本作は80年代・90年代のACTを彷彿とさせるゲームで、的確な敵配置や、的確な初見殺しが懐かしくも面白い!硬派なゲーム性に比べてビジュアル面は新鮮で個性的。大人向けおとぎ話のような世界観、紙人形劇風の画面構成やインパクトのあるボスなど、ユニークな驚きが待っています。では、ゲーム内容を紹介していきましょう。
■怪しく可愛く恐ろしい「おとぎの国」
第1の魅力としてまず目につくのは、異彩を放つビジュアルです。暗く鮮明な色合いの劇場風画面デザインと、木版画イラストのようなタッチの線描で描かれたキャラクター達。そのどこかぎこちない動きは子供の頃に親しんだ紙人形劇も思い出させます。
オープニングからいきなり首吊り青年が登場したり、悪の親玉が美しいお姫様であったりと、ブラックユーモアのある「大人のためのおとぎ話」と言えそうな世界観がたまりません。くぐもった印象のレトロなBGMと奇妙な効果音、要所で流れる静かで暗い語り口のナレーションが雰囲気を盛り上げます。
■繊細な方向キー寄り操作性が好感触
巨大な剣を携える主人公。さぞや攻撃範囲は広いのだろうと思いきや、基本攻撃はなんと突き!当たり判定が小さめなので、ある程度ピンポイントで狙っていく必要があって意外と繊細です。
ゲームを進めることで解禁されるアクションの中でも、ボタン長押しで使用出来る溜め斬りは非常に強力で攻撃範囲が広く、弱い敵なら一撃で倒す事ができるので重宝します。ほか、ジャンプ攻撃やしゃがみ状態から緊急回避も可能で、鎧を着込んだ重厚な姿に反する颯爽とした動きをみせてくれます。
普段は騎士の剣に姿を変化させている「ブラック・ヘレボルス」は、任意の方向へ射出できる飛び道具の役目も果たします。遠くのスイッチを作動させたり、敵を攻撃する際に便利です。また、「魔法」は無敵状態のまま範囲内の敵に大ダメージを与えられる切り札ですが、使用回数と回復手段が限られているので使いすぎには注意。
操作性は全体的に「方向キーが使いやすい」カタさが残っていて手触りが良いです。かつてのACTにあった重みと、昨今の軽快さを足して割ったような感触で、懐かしさ共にとても気持ちよく動かすことができます。
■行く手を阻むは多彩なギミック、そしてオヤジ顔のボス
ゲームはステージクリア型で、アクション重視なつくりです。ふんだんに回転床やダメージ床といったギミックに即死トラップという鉄板コンビネーションが登場。時間制限付きのステージもあって、腕の上達を感じながら進めていけます。一部のステージはシューティングタイプになっているのも注目。

*課題文*
次の(a)〜(c)は、ページ抜粋の内容と合っていますか?それぞれ「はい」か「いいえ」で答え、判断の決め手となる本文の語句を正確に引用してください。
(a) 主人公の基本攻撃は突きである。
(b) 「魔法」は何回でも使うことができる。
(c) すべてのステージがシューティングタイプになっている。

*抽出項目*
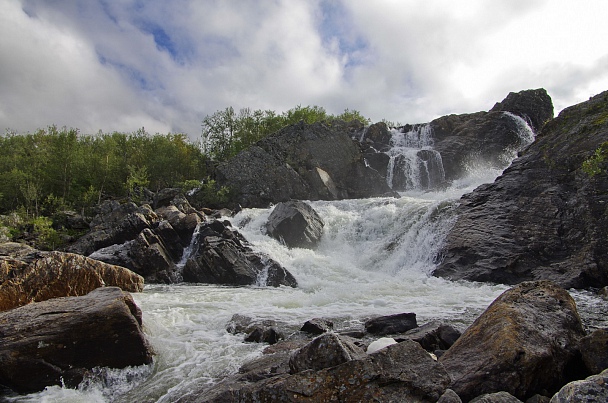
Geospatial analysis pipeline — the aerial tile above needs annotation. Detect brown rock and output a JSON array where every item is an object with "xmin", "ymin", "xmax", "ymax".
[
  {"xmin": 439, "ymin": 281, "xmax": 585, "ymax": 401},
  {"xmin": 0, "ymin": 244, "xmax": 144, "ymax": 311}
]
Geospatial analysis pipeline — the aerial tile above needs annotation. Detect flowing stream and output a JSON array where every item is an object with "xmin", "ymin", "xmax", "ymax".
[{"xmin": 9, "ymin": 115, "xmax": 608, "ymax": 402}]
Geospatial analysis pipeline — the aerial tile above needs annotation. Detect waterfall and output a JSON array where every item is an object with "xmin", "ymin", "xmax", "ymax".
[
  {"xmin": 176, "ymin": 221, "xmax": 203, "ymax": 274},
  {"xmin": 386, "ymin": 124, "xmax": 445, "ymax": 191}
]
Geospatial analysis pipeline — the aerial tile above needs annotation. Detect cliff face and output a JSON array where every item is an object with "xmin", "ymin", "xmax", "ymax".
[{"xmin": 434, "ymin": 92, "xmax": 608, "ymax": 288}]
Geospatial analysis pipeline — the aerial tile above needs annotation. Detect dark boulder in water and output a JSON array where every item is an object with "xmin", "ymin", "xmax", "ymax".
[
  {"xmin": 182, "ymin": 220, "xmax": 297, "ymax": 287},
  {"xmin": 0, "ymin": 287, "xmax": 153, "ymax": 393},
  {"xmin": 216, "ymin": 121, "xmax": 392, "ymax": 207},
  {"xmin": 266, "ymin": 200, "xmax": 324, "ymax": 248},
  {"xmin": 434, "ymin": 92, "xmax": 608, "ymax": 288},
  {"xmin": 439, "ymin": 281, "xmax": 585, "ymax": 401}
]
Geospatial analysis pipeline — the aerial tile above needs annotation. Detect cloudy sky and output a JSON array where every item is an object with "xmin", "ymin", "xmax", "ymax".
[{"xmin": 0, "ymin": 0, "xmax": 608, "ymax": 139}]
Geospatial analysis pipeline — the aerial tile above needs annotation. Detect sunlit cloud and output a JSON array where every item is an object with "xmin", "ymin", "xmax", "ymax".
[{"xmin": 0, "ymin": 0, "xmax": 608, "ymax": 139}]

*解答文*
(a) はい。「基本攻撃はなんと突き!」
(b) いいえ。「使用回数と回復手段が限られている」
(c) いいえ。「一部のステージはシューティングタイプになっている」